EXERCISE DETAILS: Scale down the data from the line containing "Query: Detect the wooden" through the end of the data, and give back every one of those lines and only those. Multiply each bounding box coordinate by 0.2 and round it to a whole number, with halves going up. Leave all other lines and numbers unchanged.

** Start of TASK INPUTS **

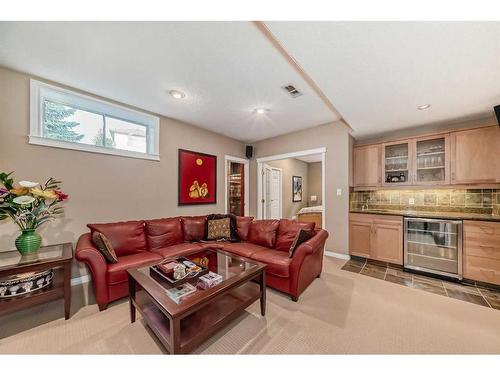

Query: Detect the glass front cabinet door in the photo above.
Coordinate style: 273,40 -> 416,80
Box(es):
382,135 -> 450,186
413,135 -> 450,185
382,142 -> 412,186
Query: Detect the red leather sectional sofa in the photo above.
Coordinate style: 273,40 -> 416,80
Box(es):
76,216 -> 328,310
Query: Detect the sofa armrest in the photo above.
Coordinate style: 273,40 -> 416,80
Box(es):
75,233 -> 108,304
292,229 -> 328,265
290,229 -> 328,298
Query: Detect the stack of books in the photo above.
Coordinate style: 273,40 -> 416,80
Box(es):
166,283 -> 198,304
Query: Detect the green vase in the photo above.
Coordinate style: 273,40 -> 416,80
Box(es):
16,229 -> 42,255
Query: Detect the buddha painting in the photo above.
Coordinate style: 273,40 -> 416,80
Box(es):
179,150 -> 217,205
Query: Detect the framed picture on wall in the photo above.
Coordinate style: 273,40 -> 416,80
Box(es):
292,176 -> 302,202
178,149 -> 217,206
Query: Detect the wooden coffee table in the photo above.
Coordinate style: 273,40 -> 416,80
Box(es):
128,249 -> 266,354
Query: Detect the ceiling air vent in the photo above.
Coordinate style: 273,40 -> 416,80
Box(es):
283,85 -> 302,98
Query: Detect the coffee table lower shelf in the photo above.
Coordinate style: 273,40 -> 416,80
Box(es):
131,282 -> 265,354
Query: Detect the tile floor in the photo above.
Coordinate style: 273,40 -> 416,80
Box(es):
342,258 -> 500,310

** End of TASK INPUTS **

EXPECTED ANSWER:
Query: Detect the wooden coffee table in the photo above.
Coordinate style: 273,40 -> 416,80
Box(es):
26,50 -> 53,71
Query: Detect the ceiling air vent in the photo above.
Coordinate style: 273,40 -> 416,80
Box(es):
57,17 -> 60,20
Query: Detect the coffee table lower shelf in the photo above.
Coordinate style: 273,40 -> 416,80
Box(es):
26,56 -> 53,71
Query: Detect the tile floor in the photo above.
Coordinate style: 273,40 -> 416,80
Box(es):
68,52 -> 100,62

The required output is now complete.